Your goal: Each line below needs to be duplicated without alteration.

Data provided:
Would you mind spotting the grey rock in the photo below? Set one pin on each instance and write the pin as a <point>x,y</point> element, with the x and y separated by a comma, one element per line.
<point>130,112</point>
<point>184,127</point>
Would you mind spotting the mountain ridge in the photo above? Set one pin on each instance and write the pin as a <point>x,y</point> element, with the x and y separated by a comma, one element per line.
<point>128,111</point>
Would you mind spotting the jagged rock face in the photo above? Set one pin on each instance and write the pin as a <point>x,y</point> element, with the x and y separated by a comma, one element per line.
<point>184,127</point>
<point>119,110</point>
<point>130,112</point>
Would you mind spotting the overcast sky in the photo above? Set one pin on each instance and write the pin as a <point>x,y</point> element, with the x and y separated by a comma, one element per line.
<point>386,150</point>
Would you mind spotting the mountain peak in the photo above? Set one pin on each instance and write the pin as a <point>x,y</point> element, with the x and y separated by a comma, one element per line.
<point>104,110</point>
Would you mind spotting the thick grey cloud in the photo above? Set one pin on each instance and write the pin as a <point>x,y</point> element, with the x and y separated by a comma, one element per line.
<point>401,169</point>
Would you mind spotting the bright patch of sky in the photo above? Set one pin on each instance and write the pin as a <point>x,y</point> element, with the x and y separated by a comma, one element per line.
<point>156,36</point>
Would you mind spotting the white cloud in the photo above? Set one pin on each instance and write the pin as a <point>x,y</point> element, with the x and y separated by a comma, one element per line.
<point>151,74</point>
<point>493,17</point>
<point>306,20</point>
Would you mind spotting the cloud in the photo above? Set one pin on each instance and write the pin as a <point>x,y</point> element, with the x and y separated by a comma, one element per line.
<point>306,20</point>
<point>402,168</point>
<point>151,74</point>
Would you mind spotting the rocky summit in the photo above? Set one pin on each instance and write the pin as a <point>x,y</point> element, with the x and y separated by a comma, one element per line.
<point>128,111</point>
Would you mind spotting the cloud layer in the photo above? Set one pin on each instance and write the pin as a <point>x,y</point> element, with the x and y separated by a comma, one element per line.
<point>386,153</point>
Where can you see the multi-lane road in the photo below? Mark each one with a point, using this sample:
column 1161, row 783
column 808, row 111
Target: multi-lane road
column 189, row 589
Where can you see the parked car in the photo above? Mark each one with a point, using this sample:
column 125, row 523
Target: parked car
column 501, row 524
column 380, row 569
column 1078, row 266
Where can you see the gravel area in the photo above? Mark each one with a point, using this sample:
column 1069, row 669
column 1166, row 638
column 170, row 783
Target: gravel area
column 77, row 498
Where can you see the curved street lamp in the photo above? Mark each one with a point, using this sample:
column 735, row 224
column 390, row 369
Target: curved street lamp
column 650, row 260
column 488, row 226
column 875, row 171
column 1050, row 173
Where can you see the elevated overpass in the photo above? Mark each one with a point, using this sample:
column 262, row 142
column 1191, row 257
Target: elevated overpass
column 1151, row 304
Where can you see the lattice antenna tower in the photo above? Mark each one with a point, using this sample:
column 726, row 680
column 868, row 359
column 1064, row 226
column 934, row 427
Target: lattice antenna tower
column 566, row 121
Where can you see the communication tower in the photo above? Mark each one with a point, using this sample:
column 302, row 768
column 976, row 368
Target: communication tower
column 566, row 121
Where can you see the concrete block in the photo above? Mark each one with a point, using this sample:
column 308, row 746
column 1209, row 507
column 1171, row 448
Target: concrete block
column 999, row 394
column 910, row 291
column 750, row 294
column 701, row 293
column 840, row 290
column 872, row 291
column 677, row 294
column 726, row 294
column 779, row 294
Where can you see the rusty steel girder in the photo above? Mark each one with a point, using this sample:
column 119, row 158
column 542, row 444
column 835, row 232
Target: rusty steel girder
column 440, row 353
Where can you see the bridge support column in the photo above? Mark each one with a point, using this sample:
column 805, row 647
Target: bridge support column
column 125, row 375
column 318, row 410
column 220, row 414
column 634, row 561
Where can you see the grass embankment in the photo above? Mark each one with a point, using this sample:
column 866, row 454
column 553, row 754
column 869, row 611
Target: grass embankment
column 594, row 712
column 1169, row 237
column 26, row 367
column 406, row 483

Exercise solution:
Would you mind spotting the grey rock in the photo below? Set one pin on each instance and write the pin as a <point>x,y</point> element, with the x and y separated by a comma, one element per line.
<point>130,112</point>
<point>184,127</point>
Would you mind spotting the mountain ridge in the photo above? Set one pin on each instance and write the pin as a <point>x,y</point> element, with the x and y separated by a comma, one element per line.
<point>128,111</point>
Would you mind spotting the jagged rock face in the photo above? Set one pin on each instance and write the pin as a <point>x,y</point> element, with the x and y separated by a comma, one element per line.
<point>184,127</point>
<point>119,110</point>
<point>130,112</point>
Would you mind spotting the overcast sky in the photo above? Set one pin on each instance and write the pin as a <point>x,y</point> element, with the x and y separated by a comma, one element per line.
<point>386,150</point>
Would you mind spotting the mountain peak in the photo above? Set one pin on each instance and write the pin as a <point>x,y</point> element, with the x and y separated by a comma, one element per line.
<point>104,110</point>
Would you mind spotting the thick grey cloud in the photo above? Set one pin on each instance and write the pin as a <point>x,y</point> element, with the x and y separated by a comma, one element per line.
<point>401,169</point>
Would you mind spotting the bright patch of sky in the photo above? Set one pin on each instance and write the pin as a <point>x,y</point> element, with the x and y separated by a comma, one element per line.
<point>156,36</point>
Would you mind spotting the white cloud in the photo above? Set one pin on each instance and write the pin as a <point>x,y</point> element, with the x and y separated by a comma, one element per line.
<point>151,74</point>
<point>493,17</point>
<point>306,20</point>
Would you mind spotting the cloud in the photo above? Set one pin on each instance and write the pin as a <point>x,y</point> element, with the x and y separated by a comma, one element per line.
<point>306,20</point>
<point>402,168</point>
<point>151,74</point>
Would you mind spotting the rocky summit in the photo above? Set one pin on each instance and write the pin as a <point>x,y</point> element, with the x and y separated by a comma, one element per line.
<point>128,111</point>
Would you mind spotting the cloud layer in the photo above? Set one pin on each instance and write the pin as a <point>x,y</point> element, with the x and y separated by a comma, one element per line.
<point>386,153</point>
Where can you see the multi-lane road in the photo below? Mark each one with a point, using this sample:
column 1161, row 783
column 808, row 111
Target: multi-lane road
column 189, row 589
Where can you see the parked car in the photo above? Mark each one with a point, using this sample:
column 125, row 523
Target: parked car
column 501, row 524
column 380, row 569
column 1078, row 266
Where can you see the gravel area in the photo above? Mark each one with a point, using this sample:
column 1069, row 669
column 1166, row 638
column 170, row 783
Target: gravel area
column 77, row 498
Where can you see the curved street lamp in the photo above? Mark each one with a point, using this sample:
column 735, row 224
column 390, row 369
Target: curved street lamp
column 650, row 260
column 488, row 226
column 875, row 171
column 1050, row 173
Where can you see the elevated overpass in the photo above? Mark each one with a point, using this sample:
column 262, row 142
column 1191, row 257
Target: elevated overpass
column 1151, row 304
Where can you see the lattice antenna tower in the photo above? Mark each one with a point, using this sample:
column 726, row 680
column 868, row 359
column 1064, row 226
column 934, row 427
Target: lattice antenna tower
column 566, row 121
Where can you see the communication tower in the photo above? Mark each one with a point, using this sample:
column 302, row 768
column 976, row 368
Target: communication tower
column 566, row 121
Where can you see the concrete block in the photo above? Mark each one with a point, using this sample:
column 308, row 746
column 1209, row 507
column 1171, row 448
Target: concrete block
column 999, row 394
column 910, row 291
column 750, row 294
column 701, row 293
column 840, row 290
column 872, row 291
column 677, row 294
column 726, row 294
column 779, row 294
Where can you see the rusty steel girder in the photo above? Mark each one with a point, using this sample:
column 119, row 158
column 542, row 444
column 835, row 232
Target: rusty steel girder
column 440, row 353
Where can you see the bridge support column in the photo above? Mark each one with a point, using this sample:
column 805, row 647
Target: bridge support column
column 125, row 375
column 318, row 410
column 220, row 414
column 634, row 561
Where can you see the grass embankment in the photo above? Mark each one with a point, using this sample:
column 866, row 454
column 553, row 754
column 869, row 611
Target: grass embankment
column 594, row 712
column 1169, row 237
column 26, row 367
column 406, row 483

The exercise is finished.